-- WRITTEN EXERCISE --
Render this sentence from the conference call for papers in French: "African unity and solidarity are no longer mere dreams; we must now embody them in concrete decisions."

-- SUPPLIED TEXT --
• • • • • • •

African Diaspora Conference-Call for Papers

AFRICA INSTITUTE OF SOUTH AFRICA (AISA) RESEARCH PROPOSAL FOR THE ARCHIE MAFEJE FELLOWSHIP 2011

PROPOSED topic of conference:
Diasporan Africans as the Sixth Region of the African Union: Roles, Expectations and Responsibilities in Building Pan-Africanism in the 21st Century

A CALL FOR PAPERS

(file attached)

“Our continent gives us the second largest land stretch in the world. The natural wealth of Africa is estimated to be greater than that of almost any other continent in the world. To draw the most from our existing and potential means for the achievement of abundance and a fine social order, we need to unify our efforts, our resources, our skills and intentions.” Kwame Nkrumah, Africa Must Unite, p. 216.
“ … no one can stand in the way of the inevitable destiny of the African peoples but the African peoples themselves.” Amy Ashwood Garvey.
“Slaves dared to dream of freedom. Colonial subjects dared to dream of independence. If you have a dream you must keep it alive.” Tajudeen Abdul-Raheem
30 November 2007.
“You cannot carry out fundamental change without a certain amount of madness. In this case, it comes from nonconformity, the courage to turn your back on the old formulas, the courage to invent the future. It took the madmen of yesterday for us to be able to act with extreme clarity today. I want to be one of those madmen. We must dare to invent the future.” Thomas Sankara
“African unity and solidarity are no longer mere dreams; we must now embody them in concrete decisions.” Patrice Lumumba
“Always bear in mind that the people are not fighting for ideas, for the things in anyone’s head. They are fighting to win material benefits, to live better and in peace, to see their lives go forward, to guarantee the future of their children.” Amilcar Cabral.

• • • • • • •

-- INFORMATION GIVEN --
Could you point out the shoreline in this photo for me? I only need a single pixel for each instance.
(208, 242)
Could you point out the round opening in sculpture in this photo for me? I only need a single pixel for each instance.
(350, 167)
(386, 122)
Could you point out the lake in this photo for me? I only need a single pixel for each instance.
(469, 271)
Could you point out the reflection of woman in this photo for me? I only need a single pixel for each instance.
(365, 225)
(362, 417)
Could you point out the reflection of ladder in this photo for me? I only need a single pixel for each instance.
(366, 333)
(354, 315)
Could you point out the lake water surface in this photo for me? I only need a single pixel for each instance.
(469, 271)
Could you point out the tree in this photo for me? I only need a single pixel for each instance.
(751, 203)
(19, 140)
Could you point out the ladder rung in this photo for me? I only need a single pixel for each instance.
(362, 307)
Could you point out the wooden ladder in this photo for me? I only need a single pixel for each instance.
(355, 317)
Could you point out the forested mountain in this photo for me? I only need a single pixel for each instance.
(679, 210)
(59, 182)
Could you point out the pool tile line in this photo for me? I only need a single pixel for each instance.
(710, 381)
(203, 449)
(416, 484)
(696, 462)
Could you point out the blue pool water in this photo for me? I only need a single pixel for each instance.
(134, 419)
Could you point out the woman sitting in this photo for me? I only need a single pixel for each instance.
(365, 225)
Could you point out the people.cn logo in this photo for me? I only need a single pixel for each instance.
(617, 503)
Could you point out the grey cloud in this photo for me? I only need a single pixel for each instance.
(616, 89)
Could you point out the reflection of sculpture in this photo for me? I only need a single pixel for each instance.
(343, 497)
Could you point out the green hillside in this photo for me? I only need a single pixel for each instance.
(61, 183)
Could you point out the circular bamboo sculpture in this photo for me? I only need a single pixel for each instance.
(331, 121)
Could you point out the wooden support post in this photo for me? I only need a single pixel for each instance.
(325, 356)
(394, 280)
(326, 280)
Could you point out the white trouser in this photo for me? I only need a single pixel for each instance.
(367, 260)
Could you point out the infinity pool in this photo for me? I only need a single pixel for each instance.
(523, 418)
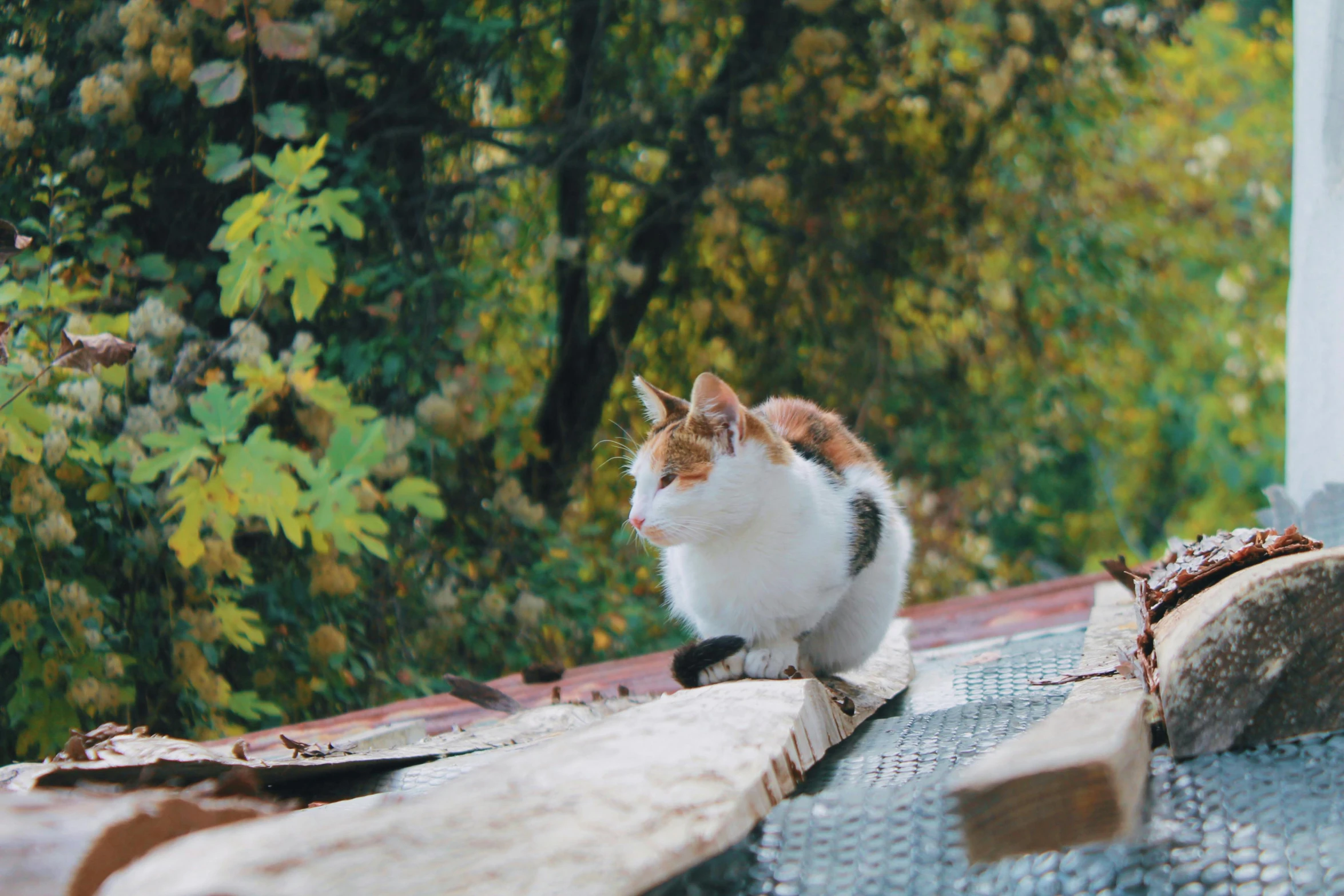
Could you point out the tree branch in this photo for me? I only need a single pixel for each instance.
(589, 360)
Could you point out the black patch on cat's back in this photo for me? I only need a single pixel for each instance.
(693, 659)
(809, 452)
(867, 532)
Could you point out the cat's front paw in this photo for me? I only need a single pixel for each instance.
(727, 670)
(710, 662)
(772, 662)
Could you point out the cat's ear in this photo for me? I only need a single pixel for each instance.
(659, 405)
(714, 402)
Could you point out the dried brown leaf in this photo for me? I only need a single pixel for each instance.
(285, 39)
(11, 241)
(1078, 675)
(74, 748)
(82, 352)
(7, 332)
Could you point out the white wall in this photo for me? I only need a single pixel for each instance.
(1316, 290)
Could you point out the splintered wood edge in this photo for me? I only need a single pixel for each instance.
(67, 844)
(1077, 775)
(608, 810)
(1227, 657)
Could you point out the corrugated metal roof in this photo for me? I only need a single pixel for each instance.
(969, 618)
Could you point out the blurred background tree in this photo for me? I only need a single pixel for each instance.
(1034, 250)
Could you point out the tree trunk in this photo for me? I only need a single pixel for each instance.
(590, 356)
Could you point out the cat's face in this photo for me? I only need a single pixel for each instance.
(699, 473)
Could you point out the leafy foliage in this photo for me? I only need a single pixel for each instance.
(389, 268)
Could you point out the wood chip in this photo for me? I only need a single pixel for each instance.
(482, 695)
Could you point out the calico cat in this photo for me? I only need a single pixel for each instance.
(782, 543)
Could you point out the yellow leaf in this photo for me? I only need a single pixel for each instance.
(186, 541)
(100, 492)
(304, 381)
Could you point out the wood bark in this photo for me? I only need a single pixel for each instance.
(612, 809)
(1256, 657)
(1080, 774)
(66, 844)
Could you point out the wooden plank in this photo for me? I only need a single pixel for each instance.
(66, 844)
(1080, 774)
(1256, 657)
(133, 759)
(608, 810)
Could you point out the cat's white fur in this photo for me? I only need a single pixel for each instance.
(761, 550)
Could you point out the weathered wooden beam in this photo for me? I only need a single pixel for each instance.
(1080, 774)
(1256, 657)
(607, 810)
(66, 844)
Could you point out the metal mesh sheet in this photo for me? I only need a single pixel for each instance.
(874, 816)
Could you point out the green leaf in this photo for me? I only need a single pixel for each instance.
(220, 82)
(420, 493)
(329, 206)
(221, 413)
(248, 706)
(283, 121)
(155, 268)
(182, 449)
(225, 163)
(22, 441)
(355, 451)
(240, 625)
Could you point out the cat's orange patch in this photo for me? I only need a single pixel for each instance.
(685, 447)
(816, 432)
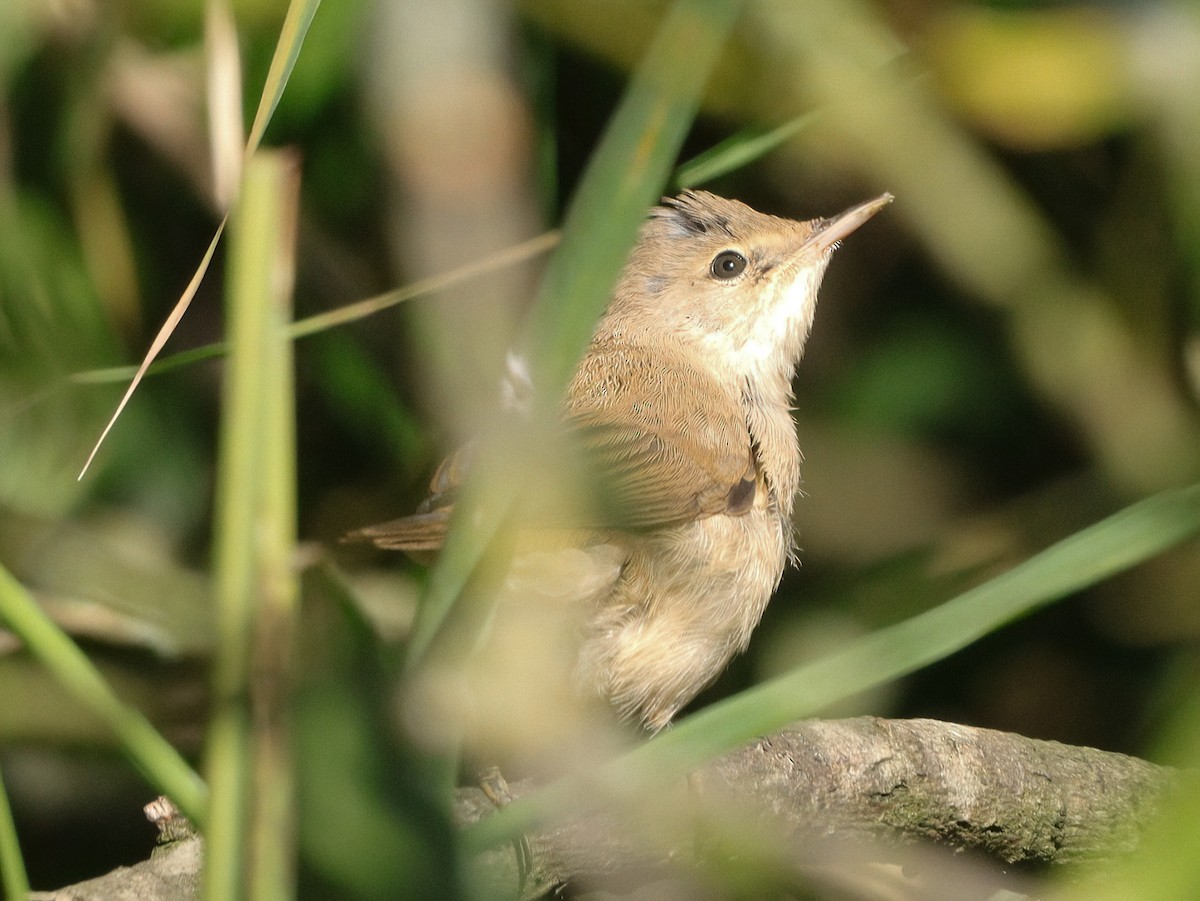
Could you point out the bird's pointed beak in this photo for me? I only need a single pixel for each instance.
(831, 230)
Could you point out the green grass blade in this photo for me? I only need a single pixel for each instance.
(623, 179)
(738, 150)
(12, 866)
(1122, 540)
(151, 754)
(256, 587)
(295, 25)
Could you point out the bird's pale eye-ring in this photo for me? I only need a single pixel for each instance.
(727, 264)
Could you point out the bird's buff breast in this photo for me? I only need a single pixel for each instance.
(687, 601)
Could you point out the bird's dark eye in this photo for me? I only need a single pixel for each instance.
(727, 264)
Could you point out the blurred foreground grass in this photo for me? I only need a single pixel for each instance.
(1006, 358)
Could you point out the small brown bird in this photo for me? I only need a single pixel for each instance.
(683, 404)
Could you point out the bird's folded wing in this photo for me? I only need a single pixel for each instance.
(659, 444)
(663, 443)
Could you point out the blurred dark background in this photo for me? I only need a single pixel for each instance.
(1007, 354)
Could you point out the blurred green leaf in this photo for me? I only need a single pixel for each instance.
(1095, 553)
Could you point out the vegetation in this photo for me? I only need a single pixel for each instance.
(999, 407)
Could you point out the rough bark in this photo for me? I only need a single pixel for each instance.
(819, 788)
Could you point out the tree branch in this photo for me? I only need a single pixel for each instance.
(809, 793)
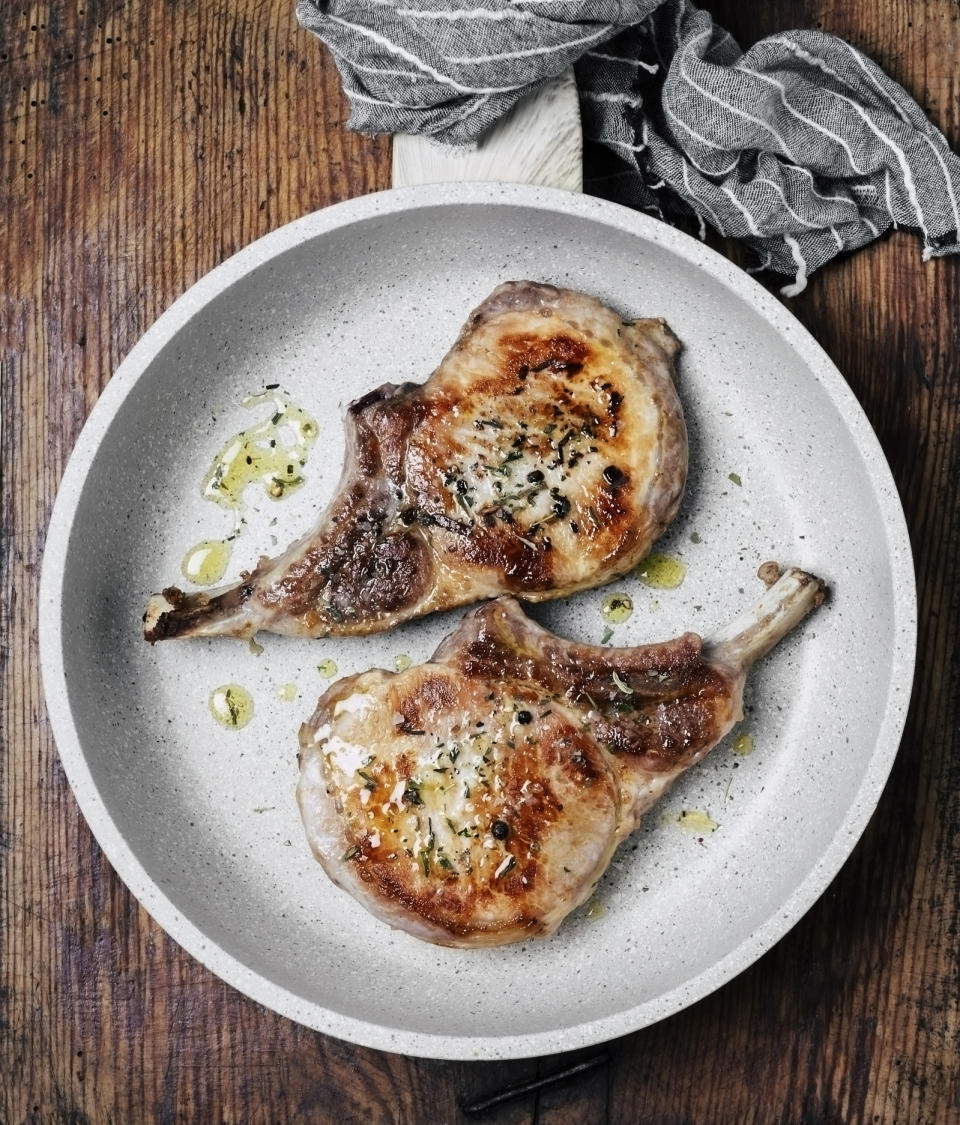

• • • • • • •

-- TASK SOLUTION --
L'unité et la solidarité africaines ne sont plus de simples rêves ; nous devons désormais les incarner dans des décisions concrètes.